• TRAVAIL DEMANDÉ:
Relevez et recopiez chaque ligne ci-dessous qui contient le mot « vase ». La casse compte.

• DONNÉES ENREGISTRÉES:

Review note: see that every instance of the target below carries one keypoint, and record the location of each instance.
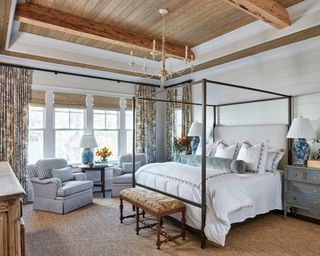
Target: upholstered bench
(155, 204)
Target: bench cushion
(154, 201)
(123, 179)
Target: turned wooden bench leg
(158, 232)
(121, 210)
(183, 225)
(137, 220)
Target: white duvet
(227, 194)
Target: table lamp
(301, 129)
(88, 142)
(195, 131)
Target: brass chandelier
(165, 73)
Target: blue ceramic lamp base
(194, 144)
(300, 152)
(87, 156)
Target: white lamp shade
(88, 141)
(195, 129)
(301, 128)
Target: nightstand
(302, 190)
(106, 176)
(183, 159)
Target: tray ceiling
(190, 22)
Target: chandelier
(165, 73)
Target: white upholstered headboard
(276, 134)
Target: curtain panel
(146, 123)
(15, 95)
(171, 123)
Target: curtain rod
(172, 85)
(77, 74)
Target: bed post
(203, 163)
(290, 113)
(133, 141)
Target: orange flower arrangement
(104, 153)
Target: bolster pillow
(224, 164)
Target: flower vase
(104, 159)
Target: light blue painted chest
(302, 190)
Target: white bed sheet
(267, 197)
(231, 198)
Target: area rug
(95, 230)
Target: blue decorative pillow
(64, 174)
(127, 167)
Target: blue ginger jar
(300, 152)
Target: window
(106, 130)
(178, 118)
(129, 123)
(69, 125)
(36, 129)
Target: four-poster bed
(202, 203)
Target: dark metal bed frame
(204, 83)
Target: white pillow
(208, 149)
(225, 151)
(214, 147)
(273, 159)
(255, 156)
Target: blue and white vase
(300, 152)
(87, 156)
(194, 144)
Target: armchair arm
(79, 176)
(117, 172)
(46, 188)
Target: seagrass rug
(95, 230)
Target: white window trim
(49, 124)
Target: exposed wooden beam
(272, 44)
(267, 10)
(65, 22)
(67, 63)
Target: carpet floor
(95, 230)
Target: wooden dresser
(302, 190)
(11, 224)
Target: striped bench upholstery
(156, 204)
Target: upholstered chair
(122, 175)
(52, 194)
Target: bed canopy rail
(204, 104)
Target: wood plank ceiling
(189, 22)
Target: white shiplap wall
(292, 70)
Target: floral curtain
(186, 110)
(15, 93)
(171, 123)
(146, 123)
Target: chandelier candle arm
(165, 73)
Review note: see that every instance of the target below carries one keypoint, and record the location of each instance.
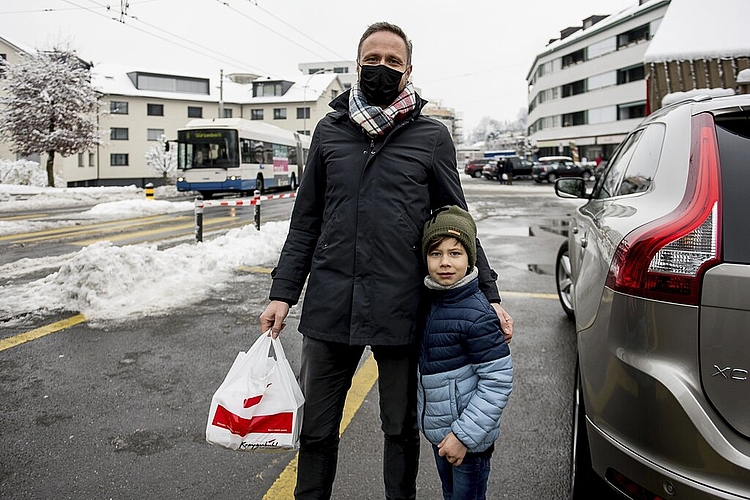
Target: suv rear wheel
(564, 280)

--

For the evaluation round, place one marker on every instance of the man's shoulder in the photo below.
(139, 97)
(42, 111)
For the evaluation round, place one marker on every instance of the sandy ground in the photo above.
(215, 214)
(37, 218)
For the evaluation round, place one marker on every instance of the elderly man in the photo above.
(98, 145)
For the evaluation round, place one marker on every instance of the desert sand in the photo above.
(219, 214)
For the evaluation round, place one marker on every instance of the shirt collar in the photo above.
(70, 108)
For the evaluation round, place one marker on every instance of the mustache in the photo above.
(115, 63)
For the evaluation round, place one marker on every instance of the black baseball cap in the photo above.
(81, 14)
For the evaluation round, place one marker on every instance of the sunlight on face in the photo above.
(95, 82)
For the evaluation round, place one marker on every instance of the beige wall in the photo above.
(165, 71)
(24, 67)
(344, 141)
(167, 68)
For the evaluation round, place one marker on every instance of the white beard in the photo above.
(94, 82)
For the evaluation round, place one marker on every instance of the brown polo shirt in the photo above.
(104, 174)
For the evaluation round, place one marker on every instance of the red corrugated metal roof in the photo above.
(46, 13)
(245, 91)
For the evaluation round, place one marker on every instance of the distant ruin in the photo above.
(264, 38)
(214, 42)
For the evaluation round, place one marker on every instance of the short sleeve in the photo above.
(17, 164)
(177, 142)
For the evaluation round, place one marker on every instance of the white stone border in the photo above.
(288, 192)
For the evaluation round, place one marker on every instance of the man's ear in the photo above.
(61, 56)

...

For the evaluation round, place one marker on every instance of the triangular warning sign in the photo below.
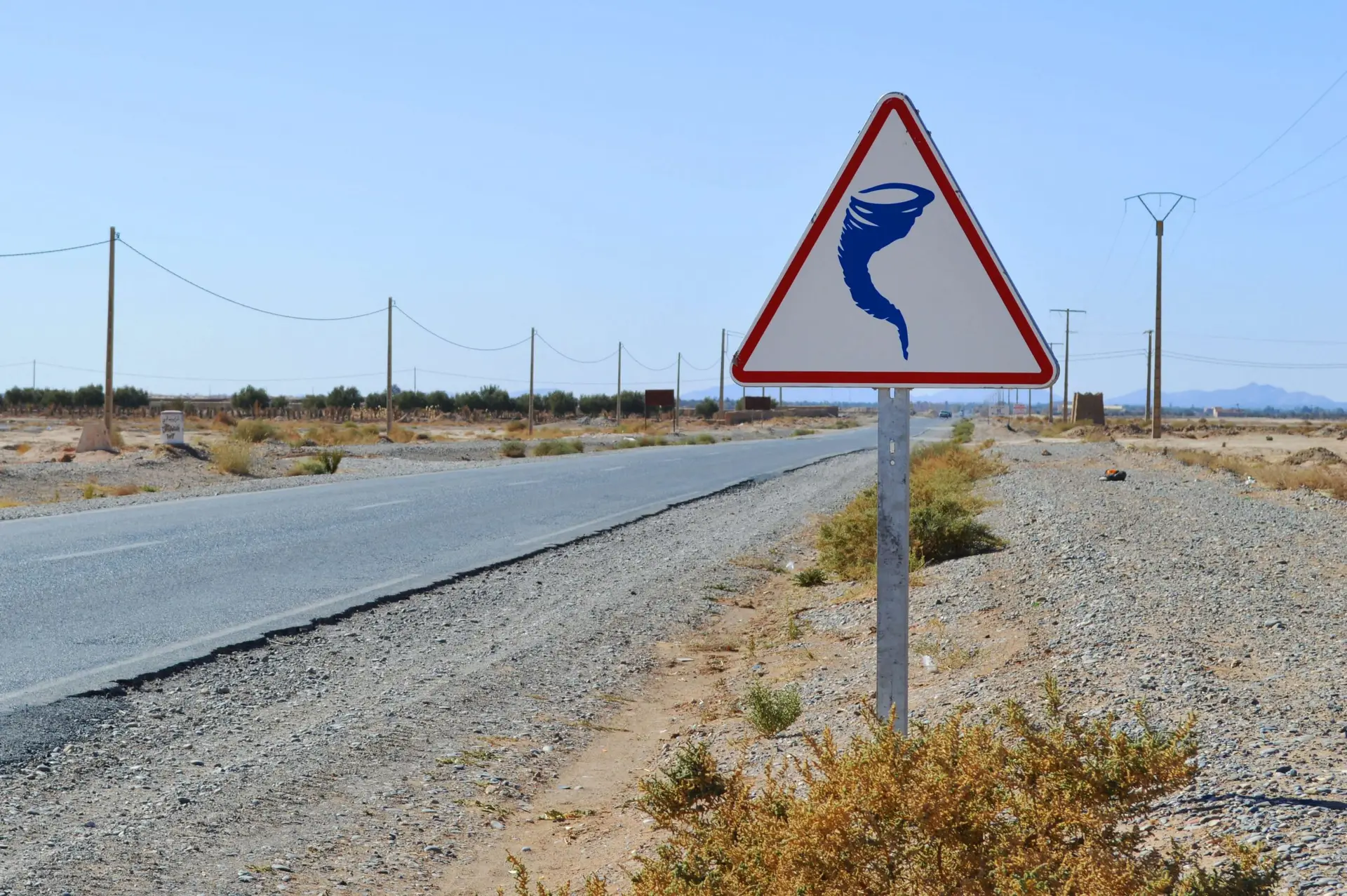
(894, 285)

• RÉPONSE ATTENDUE:
Target: flower vase
Target: blue and white vase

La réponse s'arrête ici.